Write each record again exactly as it stands.

--- The data Enclosed Below ---

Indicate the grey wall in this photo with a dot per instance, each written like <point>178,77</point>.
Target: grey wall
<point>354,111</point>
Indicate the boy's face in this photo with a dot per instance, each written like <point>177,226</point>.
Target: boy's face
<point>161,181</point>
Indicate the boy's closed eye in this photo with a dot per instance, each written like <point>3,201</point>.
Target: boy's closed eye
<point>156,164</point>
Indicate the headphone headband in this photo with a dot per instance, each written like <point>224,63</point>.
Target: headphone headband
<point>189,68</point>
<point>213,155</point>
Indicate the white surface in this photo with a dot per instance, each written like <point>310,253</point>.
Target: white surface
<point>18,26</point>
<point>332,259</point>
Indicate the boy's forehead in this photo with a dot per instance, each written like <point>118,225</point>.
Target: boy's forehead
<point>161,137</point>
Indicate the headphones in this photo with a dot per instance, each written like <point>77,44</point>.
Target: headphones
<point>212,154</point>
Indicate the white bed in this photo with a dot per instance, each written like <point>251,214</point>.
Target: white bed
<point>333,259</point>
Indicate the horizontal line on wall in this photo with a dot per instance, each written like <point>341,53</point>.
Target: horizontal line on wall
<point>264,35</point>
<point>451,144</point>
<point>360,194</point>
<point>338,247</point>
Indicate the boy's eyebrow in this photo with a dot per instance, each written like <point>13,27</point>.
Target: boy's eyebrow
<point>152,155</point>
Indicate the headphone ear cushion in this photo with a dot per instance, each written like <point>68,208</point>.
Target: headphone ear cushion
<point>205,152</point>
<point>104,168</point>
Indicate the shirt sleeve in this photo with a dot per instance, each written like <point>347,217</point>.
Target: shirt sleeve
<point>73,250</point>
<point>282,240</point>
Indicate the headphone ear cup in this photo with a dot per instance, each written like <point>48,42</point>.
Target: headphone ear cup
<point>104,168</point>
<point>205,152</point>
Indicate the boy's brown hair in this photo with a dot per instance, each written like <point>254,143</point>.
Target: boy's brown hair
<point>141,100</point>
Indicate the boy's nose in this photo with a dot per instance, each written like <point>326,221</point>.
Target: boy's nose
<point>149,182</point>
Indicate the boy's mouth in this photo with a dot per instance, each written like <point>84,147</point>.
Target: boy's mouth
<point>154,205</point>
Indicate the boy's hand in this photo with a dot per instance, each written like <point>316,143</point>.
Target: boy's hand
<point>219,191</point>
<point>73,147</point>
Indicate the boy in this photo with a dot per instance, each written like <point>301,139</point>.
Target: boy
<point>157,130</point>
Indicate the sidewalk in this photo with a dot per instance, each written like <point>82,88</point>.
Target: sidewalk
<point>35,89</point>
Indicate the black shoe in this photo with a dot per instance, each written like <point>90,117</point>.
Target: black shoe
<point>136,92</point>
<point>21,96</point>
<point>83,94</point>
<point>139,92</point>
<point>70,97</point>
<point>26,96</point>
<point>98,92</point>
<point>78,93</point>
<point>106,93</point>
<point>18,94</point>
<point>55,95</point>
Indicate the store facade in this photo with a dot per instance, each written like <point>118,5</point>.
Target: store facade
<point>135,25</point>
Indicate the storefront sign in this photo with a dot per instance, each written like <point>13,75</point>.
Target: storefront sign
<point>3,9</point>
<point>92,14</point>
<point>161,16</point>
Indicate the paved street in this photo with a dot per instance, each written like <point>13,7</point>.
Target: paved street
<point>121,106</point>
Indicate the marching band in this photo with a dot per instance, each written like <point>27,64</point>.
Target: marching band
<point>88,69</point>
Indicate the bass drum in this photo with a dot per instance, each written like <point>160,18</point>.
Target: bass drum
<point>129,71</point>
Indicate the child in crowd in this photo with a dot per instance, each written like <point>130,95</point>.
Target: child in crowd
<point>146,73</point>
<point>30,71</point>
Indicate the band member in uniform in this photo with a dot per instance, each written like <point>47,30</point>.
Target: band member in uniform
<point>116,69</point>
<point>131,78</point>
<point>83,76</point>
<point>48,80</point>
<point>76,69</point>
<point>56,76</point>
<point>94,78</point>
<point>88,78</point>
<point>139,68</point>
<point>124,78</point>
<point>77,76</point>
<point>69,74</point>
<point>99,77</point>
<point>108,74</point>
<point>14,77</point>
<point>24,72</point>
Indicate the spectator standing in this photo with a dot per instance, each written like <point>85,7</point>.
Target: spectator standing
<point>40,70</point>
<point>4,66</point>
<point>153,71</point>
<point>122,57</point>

--- End of Enclosed The data ---

■ **Response to this exercise**:
Indicate the grey wall in this photo with a dot per instance, each written like <point>178,77</point>.
Target: grey wall
<point>354,111</point>
Indicate the boy's face in this photo with a dot per instance, each written like <point>177,226</point>.
Target: boy's face
<point>161,181</point>
Indicate the boy's closed eye in this photo with a dot per instance, each written like <point>3,201</point>.
Target: boy's closed eye
<point>156,164</point>
Indicate the headphone headband in this photo with a dot per instance, each written like <point>224,63</point>.
Target: headphone headband
<point>189,68</point>
<point>213,155</point>
Indicate the white surface in this photo with a dot per instance, each written like <point>310,253</point>.
Target: white surface
<point>18,26</point>
<point>332,259</point>
Indicate the boy's forehead in this photo with a dot per instance, each written like <point>118,225</point>.
Target: boy's forehead
<point>161,137</point>
Indicate the headphones in this photo with a dot per instance, each written like <point>77,44</point>.
Target: headphones
<point>212,154</point>
Indicate the white bed in this photo with a dot per instance, each written like <point>251,214</point>.
Target: white bed
<point>333,259</point>
Indicate the horizontal line on wall in this photo with a dot per instance, each written like <point>341,53</point>.
Target: horizontal line on wall
<point>264,35</point>
<point>451,144</point>
<point>360,194</point>
<point>338,247</point>
Indicate the boy's eyebrow in this photo with a dot per instance, each written like <point>13,27</point>.
Target: boy's eyebrow
<point>152,155</point>
Indicate the headphone ear cushion in this photo with a dot per instance, each written like <point>68,208</point>.
Target: headphone ear cushion
<point>205,152</point>
<point>104,168</point>
Indicate the shirt sleeve in this photo with a dot per instance, each written like <point>347,217</point>.
Target: shirt sleeve
<point>73,250</point>
<point>282,240</point>
Indicate the headphone ear cup in this photo with a dot per instance, each written like <point>48,42</point>.
Target: headphone ear cup
<point>104,168</point>
<point>205,152</point>
Indicate the boy's brown hair in this photo with a dot per instance, each written like <point>254,143</point>.
Target: boy's brown hair
<point>141,100</point>
Indicate the boy's nose in this photo with a dot per instance, each written like <point>326,221</point>.
Target: boy's nose
<point>149,182</point>
Indicate the boy's mouth in this photo with a dot per instance, each written like <point>84,147</point>.
Target: boy's mouth
<point>154,205</point>
Indicate the boy's hand in this photo with a dot per instance, each written like <point>316,143</point>.
Target: boy's hand
<point>219,191</point>
<point>73,147</point>
Indicate the boy in this photo with a dot per instance, each written like <point>301,139</point>.
Target: boy
<point>157,130</point>
Indicate the sidewalk in this photo with a dot per instance, each written like <point>82,88</point>.
Target: sidewalk
<point>35,89</point>
Indicate the black shoe in this photo with a dot per instance, each written like <point>90,117</point>.
Target: black shoe
<point>136,92</point>
<point>21,96</point>
<point>83,94</point>
<point>139,92</point>
<point>70,97</point>
<point>26,96</point>
<point>98,92</point>
<point>78,93</point>
<point>106,93</point>
<point>18,94</point>
<point>55,95</point>
Indicate the store facade in this photo with a dot per instance, each written like <point>118,5</point>.
Target: store facade
<point>135,25</point>
Indicate the storefront sign in this photo with a dot per instance, each written like <point>13,75</point>.
Target: storefront sign
<point>3,9</point>
<point>92,14</point>
<point>161,16</point>
Indicate the paved street in this photo with a dot per instance, each written like <point>13,7</point>.
Target: paved street
<point>121,106</point>
Indicate the marching band in this photo with a dot per instance, each written like <point>27,64</point>.
Target: marching band
<point>88,69</point>
Indicate the bass drum in this photo with a dot per instance, each written like <point>160,18</point>.
Target: bass drum
<point>129,71</point>
Indicate the child in crowd in this photo with a dot per instance, each written like <point>130,95</point>.
Target: child in crowd
<point>146,73</point>
<point>30,71</point>
Indicate the band member in uniform in this photo with a dot per instance, each written like <point>47,30</point>.
Target: band member in uniform
<point>116,69</point>
<point>131,78</point>
<point>83,76</point>
<point>48,80</point>
<point>76,69</point>
<point>56,76</point>
<point>94,78</point>
<point>88,78</point>
<point>139,68</point>
<point>124,78</point>
<point>77,76</point>
<point>69,74</point>
<point>99,77</point>
<point>108,74</point>
<point>14,77</point>
<point>24,72</point>
Indicate the spectator standing in this photo with a dot per instance, each written like <point>85,7</point>.
Target: spectator standing
<point>40,70</point>
<point>4,66</point>
<point>153,71</point>
<point>122,57</point>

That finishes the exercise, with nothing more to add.